WRITTEN TASK A
In the records, repeat every line word for word, starting at the line that contains "blurred brown background." and ending at the line that contains "speckled head feather.", with both of those lines included.

Braingle Lite



Water or Ice?

Category:Science
Submitted By:eighsse
Fun:*** (2.92)
Difficulty:* (0.95)



Which weighs more: a gallon of liquid water or a gallon of ice?

(With "weight" meaning, weight on the same planet, at the same location -- so literally, "which has more mass?")

Show Answer



Comments on this teaser


Posted by devaprasad12/09/13
Good one :poop:

Posted by devaprasad12/09/13
:wink:

Posted by eighsse12/09/13
Thanks... I think?

Posted by charlottes-odd12/17/13
Good one again :D :D :D :D :D :D :D :D :D :D

Posted by ElectronJohn03/31/14
Good science question, although not hard. By the way a gallon of water weighs about 8 pounds. Not sure how much a gallon of ice weights but as you noted it is less than that.

Excerpts of location labeling data
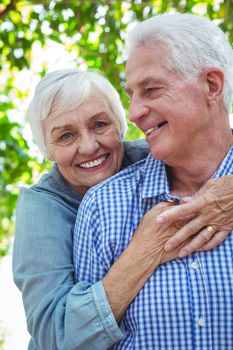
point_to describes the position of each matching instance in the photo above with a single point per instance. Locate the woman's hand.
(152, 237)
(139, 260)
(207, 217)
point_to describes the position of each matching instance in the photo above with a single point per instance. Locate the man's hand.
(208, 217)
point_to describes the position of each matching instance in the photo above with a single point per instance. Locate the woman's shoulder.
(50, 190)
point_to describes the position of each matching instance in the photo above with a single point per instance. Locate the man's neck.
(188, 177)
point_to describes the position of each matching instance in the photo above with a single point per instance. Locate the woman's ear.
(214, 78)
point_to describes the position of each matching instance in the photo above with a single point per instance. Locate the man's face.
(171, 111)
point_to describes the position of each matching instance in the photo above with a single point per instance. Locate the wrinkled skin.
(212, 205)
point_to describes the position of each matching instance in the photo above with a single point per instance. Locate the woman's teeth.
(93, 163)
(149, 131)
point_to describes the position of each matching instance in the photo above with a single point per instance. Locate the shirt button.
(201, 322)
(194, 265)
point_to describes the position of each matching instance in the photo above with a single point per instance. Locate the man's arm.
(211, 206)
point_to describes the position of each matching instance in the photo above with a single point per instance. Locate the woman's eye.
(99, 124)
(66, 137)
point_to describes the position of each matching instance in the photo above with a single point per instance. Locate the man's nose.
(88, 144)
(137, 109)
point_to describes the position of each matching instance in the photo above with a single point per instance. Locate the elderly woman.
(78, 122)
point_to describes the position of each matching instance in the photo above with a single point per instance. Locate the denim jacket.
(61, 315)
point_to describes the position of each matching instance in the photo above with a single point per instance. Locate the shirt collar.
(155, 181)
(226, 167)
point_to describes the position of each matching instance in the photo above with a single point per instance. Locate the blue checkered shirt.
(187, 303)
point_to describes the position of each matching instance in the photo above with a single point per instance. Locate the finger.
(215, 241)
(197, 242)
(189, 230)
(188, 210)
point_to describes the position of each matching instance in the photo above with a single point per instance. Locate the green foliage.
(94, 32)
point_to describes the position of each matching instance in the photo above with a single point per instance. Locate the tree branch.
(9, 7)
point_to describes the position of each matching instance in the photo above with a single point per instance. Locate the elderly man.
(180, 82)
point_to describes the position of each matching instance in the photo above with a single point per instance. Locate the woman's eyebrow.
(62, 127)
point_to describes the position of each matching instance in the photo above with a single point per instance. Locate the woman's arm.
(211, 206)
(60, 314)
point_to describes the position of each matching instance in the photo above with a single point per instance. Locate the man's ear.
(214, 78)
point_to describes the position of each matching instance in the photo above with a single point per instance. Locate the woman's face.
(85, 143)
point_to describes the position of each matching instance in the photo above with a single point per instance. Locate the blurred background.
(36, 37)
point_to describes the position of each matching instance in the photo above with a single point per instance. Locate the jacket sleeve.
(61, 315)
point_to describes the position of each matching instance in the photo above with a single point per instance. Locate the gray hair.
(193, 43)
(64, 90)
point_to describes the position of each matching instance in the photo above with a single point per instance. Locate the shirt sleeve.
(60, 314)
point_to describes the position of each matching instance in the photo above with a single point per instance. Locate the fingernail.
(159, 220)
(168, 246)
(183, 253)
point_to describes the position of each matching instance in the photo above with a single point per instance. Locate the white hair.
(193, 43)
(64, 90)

...

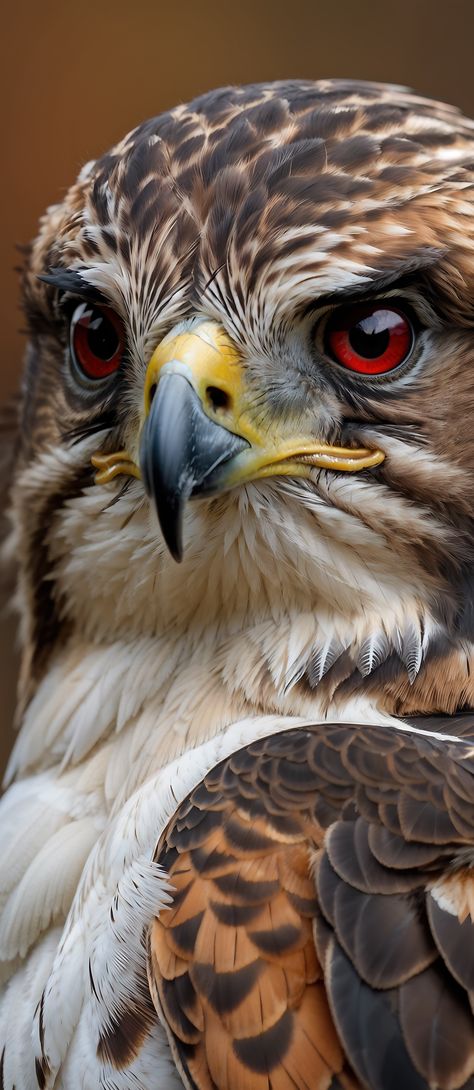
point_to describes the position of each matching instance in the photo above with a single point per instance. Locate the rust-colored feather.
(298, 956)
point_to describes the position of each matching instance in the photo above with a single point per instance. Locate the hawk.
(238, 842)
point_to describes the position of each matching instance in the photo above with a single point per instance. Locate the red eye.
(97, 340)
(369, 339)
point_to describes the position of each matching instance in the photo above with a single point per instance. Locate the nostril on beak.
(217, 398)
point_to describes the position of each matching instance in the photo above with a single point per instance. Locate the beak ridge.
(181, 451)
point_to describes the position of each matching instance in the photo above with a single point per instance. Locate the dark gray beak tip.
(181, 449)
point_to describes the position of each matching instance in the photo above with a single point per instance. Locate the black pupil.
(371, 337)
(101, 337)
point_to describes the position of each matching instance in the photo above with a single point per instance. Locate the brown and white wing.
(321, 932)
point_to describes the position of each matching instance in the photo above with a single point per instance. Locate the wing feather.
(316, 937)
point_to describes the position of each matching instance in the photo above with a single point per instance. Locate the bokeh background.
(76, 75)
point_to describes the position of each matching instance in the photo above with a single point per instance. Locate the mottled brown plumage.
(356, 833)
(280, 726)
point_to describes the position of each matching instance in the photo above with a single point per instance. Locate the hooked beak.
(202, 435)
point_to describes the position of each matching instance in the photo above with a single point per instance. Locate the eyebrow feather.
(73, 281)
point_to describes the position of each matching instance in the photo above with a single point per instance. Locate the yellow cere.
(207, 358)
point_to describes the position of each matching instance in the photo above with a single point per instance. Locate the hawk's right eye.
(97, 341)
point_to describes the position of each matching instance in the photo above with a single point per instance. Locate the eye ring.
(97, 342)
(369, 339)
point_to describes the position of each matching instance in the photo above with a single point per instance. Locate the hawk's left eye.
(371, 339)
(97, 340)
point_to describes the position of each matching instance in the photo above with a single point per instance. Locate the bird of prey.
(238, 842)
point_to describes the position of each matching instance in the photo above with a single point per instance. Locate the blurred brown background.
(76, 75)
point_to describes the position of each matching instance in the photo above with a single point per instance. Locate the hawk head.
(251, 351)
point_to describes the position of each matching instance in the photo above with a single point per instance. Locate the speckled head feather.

WRITTEN TASK B
For each statement about the water-or-ice teaser, answer yes or no and quote the words from the text that decide it: (i) The teaser is listed under the Science category. (ii) The teaser was submitted by devaprasad. (iii) ElectronJohn says a gallon of water weighs about 8 pounds.

WORKED ANSWER A
point_to describes the position of each matching instance in the photo above with a single point per instance. Locate the blurred brown background.
(76, 75)
point_to describes the position of each matching instance in the photo above with a single point per instance. Locate the hawk head.
(251, 351)
point_to describes the position of each matching instance in the photo above with a single point per instance. Locate the speckled head feather.

WORKED ANSWER B
(i) Yes: "Category:Science"
(ii) No: "Submitted By:eighsse"
(iii) Yes: "By the way a gallon of water weighs about 8 pounds."